◆ **TASK STATEMENT**: Rewrite the lines below, changing every "drop a dot" to "place a mark" and leaving everything else as it is.

◆ **INPUT MATERIAL**:
◆ ◆ ◆

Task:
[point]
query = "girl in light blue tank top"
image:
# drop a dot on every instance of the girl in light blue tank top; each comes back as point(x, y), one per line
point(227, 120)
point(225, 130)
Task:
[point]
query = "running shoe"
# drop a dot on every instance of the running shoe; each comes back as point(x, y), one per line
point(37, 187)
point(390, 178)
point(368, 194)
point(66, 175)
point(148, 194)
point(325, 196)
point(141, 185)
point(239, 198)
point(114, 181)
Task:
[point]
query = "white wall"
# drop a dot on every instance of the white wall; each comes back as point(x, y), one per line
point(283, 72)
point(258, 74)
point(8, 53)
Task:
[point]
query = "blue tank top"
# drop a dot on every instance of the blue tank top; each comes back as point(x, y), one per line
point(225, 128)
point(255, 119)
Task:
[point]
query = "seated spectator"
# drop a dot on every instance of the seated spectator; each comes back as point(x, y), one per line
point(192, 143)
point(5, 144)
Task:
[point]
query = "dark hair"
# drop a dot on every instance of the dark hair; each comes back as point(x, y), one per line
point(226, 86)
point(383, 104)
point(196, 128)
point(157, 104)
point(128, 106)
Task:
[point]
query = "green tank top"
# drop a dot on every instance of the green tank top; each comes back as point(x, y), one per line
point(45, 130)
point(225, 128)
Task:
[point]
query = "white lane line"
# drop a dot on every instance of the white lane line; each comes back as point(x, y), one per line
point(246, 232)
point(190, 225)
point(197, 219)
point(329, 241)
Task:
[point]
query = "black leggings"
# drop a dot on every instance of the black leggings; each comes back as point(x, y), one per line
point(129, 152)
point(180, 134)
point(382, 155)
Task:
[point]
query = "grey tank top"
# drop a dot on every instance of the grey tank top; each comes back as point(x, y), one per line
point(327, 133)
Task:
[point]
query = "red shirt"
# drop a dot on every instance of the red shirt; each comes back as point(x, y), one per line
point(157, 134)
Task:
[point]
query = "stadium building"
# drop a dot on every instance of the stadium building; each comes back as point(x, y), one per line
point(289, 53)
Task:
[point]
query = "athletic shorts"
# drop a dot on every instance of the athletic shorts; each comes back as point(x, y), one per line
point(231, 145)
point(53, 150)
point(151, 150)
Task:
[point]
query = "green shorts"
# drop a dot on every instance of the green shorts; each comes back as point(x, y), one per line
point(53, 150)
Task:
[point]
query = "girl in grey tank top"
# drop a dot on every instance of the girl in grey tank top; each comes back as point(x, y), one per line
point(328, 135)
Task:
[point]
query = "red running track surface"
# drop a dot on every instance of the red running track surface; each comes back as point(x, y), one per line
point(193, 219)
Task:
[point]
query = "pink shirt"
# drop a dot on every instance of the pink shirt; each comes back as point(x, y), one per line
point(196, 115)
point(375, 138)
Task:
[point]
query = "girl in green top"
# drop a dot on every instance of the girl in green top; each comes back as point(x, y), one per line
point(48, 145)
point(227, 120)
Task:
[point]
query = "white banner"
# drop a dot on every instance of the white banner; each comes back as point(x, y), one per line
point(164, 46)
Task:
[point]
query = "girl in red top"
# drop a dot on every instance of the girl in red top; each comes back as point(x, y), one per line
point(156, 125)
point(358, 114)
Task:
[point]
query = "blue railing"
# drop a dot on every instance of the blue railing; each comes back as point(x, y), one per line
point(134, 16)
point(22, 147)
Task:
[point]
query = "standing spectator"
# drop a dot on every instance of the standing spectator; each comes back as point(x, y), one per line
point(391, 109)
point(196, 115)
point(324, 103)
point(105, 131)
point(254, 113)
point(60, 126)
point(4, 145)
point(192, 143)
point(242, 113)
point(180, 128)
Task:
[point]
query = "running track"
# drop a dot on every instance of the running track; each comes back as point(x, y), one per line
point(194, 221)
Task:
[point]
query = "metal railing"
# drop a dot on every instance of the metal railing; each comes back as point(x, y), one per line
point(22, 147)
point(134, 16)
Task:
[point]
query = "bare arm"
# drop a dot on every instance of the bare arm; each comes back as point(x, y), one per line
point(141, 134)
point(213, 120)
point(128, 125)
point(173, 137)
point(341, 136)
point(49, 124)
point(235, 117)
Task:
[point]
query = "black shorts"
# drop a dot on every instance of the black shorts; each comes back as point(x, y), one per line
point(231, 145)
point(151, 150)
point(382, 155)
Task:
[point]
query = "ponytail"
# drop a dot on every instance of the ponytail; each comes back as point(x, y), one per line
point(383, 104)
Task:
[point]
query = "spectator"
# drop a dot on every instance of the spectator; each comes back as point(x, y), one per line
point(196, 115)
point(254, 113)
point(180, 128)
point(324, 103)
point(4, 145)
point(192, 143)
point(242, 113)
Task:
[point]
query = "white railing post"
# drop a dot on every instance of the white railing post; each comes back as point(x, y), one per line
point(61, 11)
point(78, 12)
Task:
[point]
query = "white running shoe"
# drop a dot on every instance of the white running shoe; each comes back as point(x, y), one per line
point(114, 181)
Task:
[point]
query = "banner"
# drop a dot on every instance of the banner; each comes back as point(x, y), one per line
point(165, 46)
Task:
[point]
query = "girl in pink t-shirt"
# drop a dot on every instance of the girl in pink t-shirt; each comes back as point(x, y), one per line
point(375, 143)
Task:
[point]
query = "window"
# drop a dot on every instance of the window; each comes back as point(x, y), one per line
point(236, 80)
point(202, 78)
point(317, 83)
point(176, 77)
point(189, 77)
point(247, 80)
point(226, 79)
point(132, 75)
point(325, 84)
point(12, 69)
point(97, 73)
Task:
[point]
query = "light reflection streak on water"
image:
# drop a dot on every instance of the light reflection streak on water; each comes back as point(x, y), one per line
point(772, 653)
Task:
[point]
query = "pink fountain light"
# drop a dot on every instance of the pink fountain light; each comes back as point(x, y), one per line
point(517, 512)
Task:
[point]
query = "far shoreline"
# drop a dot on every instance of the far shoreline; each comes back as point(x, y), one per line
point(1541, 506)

◆ ◆ ◆

◆ **ANSWER TO THE TASK**:
Task:
[point]
query = "girl in light blue tank top"
image:
# place a mark on every instance of the girl in light blue tank top; each comes back as point(x, y), one per line
point(227, 120)
point(225, 130)
Task:
[point]
query = "running shoe"
# place a mark on every instance of the running shoe; each comes back as point(x, y), one per line
point(37, 187)
point(390, 178)
point(368, 194)
point(66, 175)
point(148, 194)
point(325, 196)
point(141, 185)
point(239, 198)
point(114, 181)
Task:
[point]
query = "white wall"
# place a mark on every instance of the white wall; each comes back as point(x, y), one per line
point(283, 72)
point(258, 74)
point(8, 53)
Task:
[point]
query = "blue tank top"
# place a mark on every instance of the blue tank top; each comes back as point(x, y), one per line
point(225, 128)
point(255, 119)
Task:
[point]
query = "seated spectator"
# place a mark on every instance of the seated spectator; each comes back as point(x, y), one per line
point(192, 143)
point(5, 144)
Task:
[point]
query = "dark hair"
# place a mark on every instance of the dark hair; each comes back as point(x, y), one per line
point(226, 86)
point(383, 104)
point(196, 128)
point(157, 104)
point(128, 106)
Task:
[point]
query = "green tank top"
# place a mark on every instance of the green tank top; each comes back as point(x, y), one per line
point(45, 130)
point(225, 128)
Task:
[point]
query = "white lane line"
# place a mark on every instance of the white lane line; each comes back as point(x, y), one per line
point(246, 232)
point(190, 225)
point(197, 219)
point(329, 241)
Task:
[point]
query = "black leggings"
# place a mark on every instance of the black leggings; each comes back as point(x, y), one per line
point(129, 152)
point(180, 134)
point(382, 155)
Task:
[point]
query = "grey tank top"
# place a mark on every instance of the grey tank top; each comes back as point(x, y), one per line
point(327, 133)
Task:
[point]
query = "red shirt"
# place a mark on every instance of the red shirt; each comes back as point(x, y), one per line
point(157, 134)
Task:
[point]
query = "stadium building"
# place a mark on every instance of the stadium building; each comes back as point(x, y), one per line
point(289, 53)
Task:
[point]
query = "athletic shorts"
# place a mark on every instance of the athletic shorts; each comes back as point(x, y), one per line
point(231, 145)
point(53, 150)
point(151, 150)
Task:
[point]
query = "green shorts"
# place a mark on every instance of the green shorts; each comes back as point(x, y), one per line
point(53, 150)
Task:
[point]
query = "girl in grey tank top"
# place a mark on every instance of the girl in grey tank top; each comes back as point(x, y), one per line
point(328, 135)
Task:
[point]
query = "red running track surface"
# place a mark on every instance of the red running track surface; each comes back as point(x, y), one per line
point(193, 219)
Task:
[point]
query = "pink shirt"
# place a mark on every instance of the pink shirt; each comes back as point(x, y), one per line
point(196, 115)
point(375, 138)
Task:
[point]
query = "girl in green top"
# place a mark on every instance of the girl in green top; each comes back as point(x, y), one per line
point(48, 145)
point(227, 120)
Task:
[point]
query = "white banner"
# place a mark on every instance of the white banner; each comes back as point(x, y), one per line
point(164, 46)
Task:
[point]
query = "girl in red top"
# place a mark on every instance of the girl in red top; each comes back as point(x, y), one per line
point(156, 125)
point(358, 114)
Task:
[point]
query = "blue railing"
# place a mark on every instance of the blue railing; each comes back as point(x, y), one per line
point(134, 16)
point(22, 147)
Task:
[point]
query = "standing spectator"
# place a mark on every instance of the standing spectator; each comes back as point(x, y), one per line
point(391, 109)
point(196, 115)
point(324, 103)
point(105, 131)
point(254, 113)
point(60, 126)
point(4, 145)
point(192, 143)
point(242, 113)
point(180, 128)
Task:
[point]
query = "running track"
# place a mark on every instance of the running track; each comes back as point(x, y), one per line
point(194, 221)
Task:
[point]
query = "metal railing"
# place a mark on every instance of the metal railing; each comes back as point(x, y), one per line
point(22, 147)
point(134, 16)
Task:
[point]
query = "bare arm"
# place a mark on every instance of the bare arm; each comes back as point(x, y), one per line
point(141, 134)
point(213, 120)
point(128, 125)
point(173, 137)
point(341, 136)
point(49, 124)
point(235, 117)
Task:
[point]
query = "black shorts"
# place a mark on every instance of the black shorts; each comes back as point(x, y), one per line
point(231, 145)
point(151, 150)
point(382, 155)
Task:
[point]
query = "ponytail"
# place a mark on every instance of the ponytail; each comes back as point(x, y), one per line
point(383, 104)
Task:
[point]
query = "spectator"
# place a mark on every instance of the spectator; each comes back as point(x, y), one per line
point(196, 115)
point(254, 113)
point(180, 128)
point(324, 103)
point(4, 145)
point(192, 143)
point(242, 113)
Task:
[point]
query = "white railing post"
# place a mark on every instance of the white railing post; each comes back as point(x, y), one per line
point(61, 11)
point(78, 12)
Task:
[point]
query = "white running shoe"
# place a mark on every instance of the white running shoe; each comes back as point(x, y), one per line
point(114, 181)
Task:
[point]
query = "banner"
# place a mark on every instance of the banner; each comes back as point(x, y), one per line
point(165, 46)
Task:
[point]
query = "girl in pink t-shirt"
# place a mark on every instance of the girl in pink t-shirt; each comes back as point(x, y), one per line
point(375, 143)
Task:
[point]
query = "window"
# place a mark on every instance of the window; each comes back as point(x, y), one per line
point(236, 80)
point(202, 78)
point(317, 83)
point(176, 77)
point(189, 77)
point(247, 80)
point(226, 79)
point(132, 75)
point(325, 84)
point(12, 69)
point(97, 73)
Task:
[point]
query = "light reflection streak on water"
image:
# place a mark on every instance of the light reflection streak on water; each comes back as point(x, y), one per line
point(772, 653)
Task:
[point]
query = "pink fountain light"
# place a mark on every instance of the pink fountain light; each comes back as point(x, y), one per line
point(517, 512)
Task:
[point]
query = "far shoreline"
# place a mark on every instance of the far shoreline; each comes back as point(x, y), one per line
point(1541, 506)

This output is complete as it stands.